*Consigne*: Modifiez le passage du discours qui commence aux mots « Mais ce n’est » et s'arrête après « coûterait son trône. », en y remplaçant « empereur du Brésil » par « monarque du Brésil », puis donnez ce passage modifié.

*Page*:

+---+

Discours prononcé lors de la visite de S. Exc. M. Carlos Menem, Président de la Nation argentine

Le 15 octobre 1998

Maurice DRUON

DISCOURS

DE

M. Maurice DRUON
Secrétaire perpétuel

 

Monsieur le Président de la Nation argentine,

L’Académie française, qui s’honore de vous recevoir, et que j’ai l’honneur de vous présenter, est une institution qu’entoure quelque mystère. Ainsi le voulut son fondateur, le Cardinal de Richelieu, que vous voyez en effigie, à votre droite, veillant toujours sur notre assemblée.

Elle n’a jamais eu plus de quarante membres, qui se choisissent eux-mêmes en fonction de leurs travaux et de leurs talents, et qui sont de toutes origines sociales, mais ont en commun l’égale dignité de veiller très jalousement sur le trésor immatériel et fondamental de notre nation, sa langue.

Nous n’avons jamais admis quiconque à partager ce labeur un peu sacré, sinon, de loin en loin, une personne qui incarne elle-même une autre nation, c’est-à-dire un souverain, un chef d’État ou de gouvernement, qui nous marque un intérêt auquel nous répondons avec gratitude.

Les portes que vous apercevez à votre gauche, et qui sont gravées de la devise qui nous fut donnée « À l’Immortalité », ne se sont ouvertes que quinze fois en trois cent soixante ans, dans de telles occasions, avant de s’écarter devant vous.

 Mais ce n’est que la deuxième fois que nous vient un visiteur d’Amérique du Sud. Vous n’avez été, Monsieur le Président, précédé que par don Pedro Secundo, empereur du Brésil, qui était si pressé de nous voir, ou si distrait, qu’il vint surprendre la Compagnie deux jours avant la date prévue et arriva inopinément, le mardi 23 janvier 1872, à l’étonnement général, mais qui tourna très vite à l’enchantement, tant avait de bonne grâce ce souverain philosophe, imprégné d’idées françaises, et qui devait abolir l’esclavage, ce qui lui coûterait son trône.

+---+

*Extraits de données*:
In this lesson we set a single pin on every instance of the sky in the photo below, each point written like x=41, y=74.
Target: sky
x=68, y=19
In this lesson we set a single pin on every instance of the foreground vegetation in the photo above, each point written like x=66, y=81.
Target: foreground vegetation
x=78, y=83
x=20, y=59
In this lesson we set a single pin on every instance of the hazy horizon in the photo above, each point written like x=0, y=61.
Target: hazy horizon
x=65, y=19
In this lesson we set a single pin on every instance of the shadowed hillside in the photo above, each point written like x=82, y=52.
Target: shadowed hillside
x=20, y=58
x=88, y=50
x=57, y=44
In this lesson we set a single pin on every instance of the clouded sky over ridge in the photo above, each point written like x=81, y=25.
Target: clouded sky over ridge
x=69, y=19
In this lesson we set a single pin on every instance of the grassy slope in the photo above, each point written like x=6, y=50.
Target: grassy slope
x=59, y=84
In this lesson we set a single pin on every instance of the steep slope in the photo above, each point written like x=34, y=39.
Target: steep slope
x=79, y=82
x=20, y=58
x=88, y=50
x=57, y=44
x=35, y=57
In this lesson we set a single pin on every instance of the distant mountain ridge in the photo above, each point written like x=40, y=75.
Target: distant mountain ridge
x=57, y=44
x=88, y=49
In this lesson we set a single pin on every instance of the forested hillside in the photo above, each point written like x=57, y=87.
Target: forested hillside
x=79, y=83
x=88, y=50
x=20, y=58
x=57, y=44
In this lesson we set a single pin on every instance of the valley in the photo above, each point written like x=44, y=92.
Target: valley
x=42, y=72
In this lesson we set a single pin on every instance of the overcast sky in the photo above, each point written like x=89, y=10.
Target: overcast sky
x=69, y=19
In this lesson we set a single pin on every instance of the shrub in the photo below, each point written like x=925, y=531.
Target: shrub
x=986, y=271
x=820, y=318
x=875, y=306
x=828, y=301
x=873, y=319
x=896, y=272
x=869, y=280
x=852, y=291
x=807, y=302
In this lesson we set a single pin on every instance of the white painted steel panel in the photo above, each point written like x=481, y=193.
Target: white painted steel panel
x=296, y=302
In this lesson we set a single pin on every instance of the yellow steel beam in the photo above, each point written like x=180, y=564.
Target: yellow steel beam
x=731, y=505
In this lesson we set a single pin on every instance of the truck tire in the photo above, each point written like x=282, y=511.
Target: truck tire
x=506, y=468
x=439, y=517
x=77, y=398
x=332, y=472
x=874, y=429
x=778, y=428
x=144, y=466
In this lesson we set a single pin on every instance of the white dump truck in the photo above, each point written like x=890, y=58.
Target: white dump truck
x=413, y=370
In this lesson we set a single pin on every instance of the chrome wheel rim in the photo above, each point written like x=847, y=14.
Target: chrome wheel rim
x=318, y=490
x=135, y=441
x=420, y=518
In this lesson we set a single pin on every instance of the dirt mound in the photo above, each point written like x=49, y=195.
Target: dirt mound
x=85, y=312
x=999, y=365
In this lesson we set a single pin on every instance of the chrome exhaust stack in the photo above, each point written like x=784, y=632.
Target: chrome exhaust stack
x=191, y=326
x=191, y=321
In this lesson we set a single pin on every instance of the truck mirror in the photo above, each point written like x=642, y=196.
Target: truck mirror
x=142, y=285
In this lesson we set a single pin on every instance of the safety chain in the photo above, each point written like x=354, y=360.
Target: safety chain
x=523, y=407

+---+

*Réponse complète*:
Mais ce n’est que la deuxième fois que nous vient un visiteur d’Amérique du Sud. Vous n’avez été, Monsieur le Président, précédé que par don Pedro Secundo, monarque du Brésil, qui était si pressé de nous voir, ou si distrait, qu’il vint surprendre la Compagnie deux jours avant la date prévue et arriva inopinément, le mardi 23 janvier 1872, à l’étonnement général, mais qui tourna très vite à l’enchantement, tant avait de bonne grâce ce souverain philosophe, imprégné d’idées françaises, et qui devait abolir l’esclavage, ce qui lui coûterait son trône.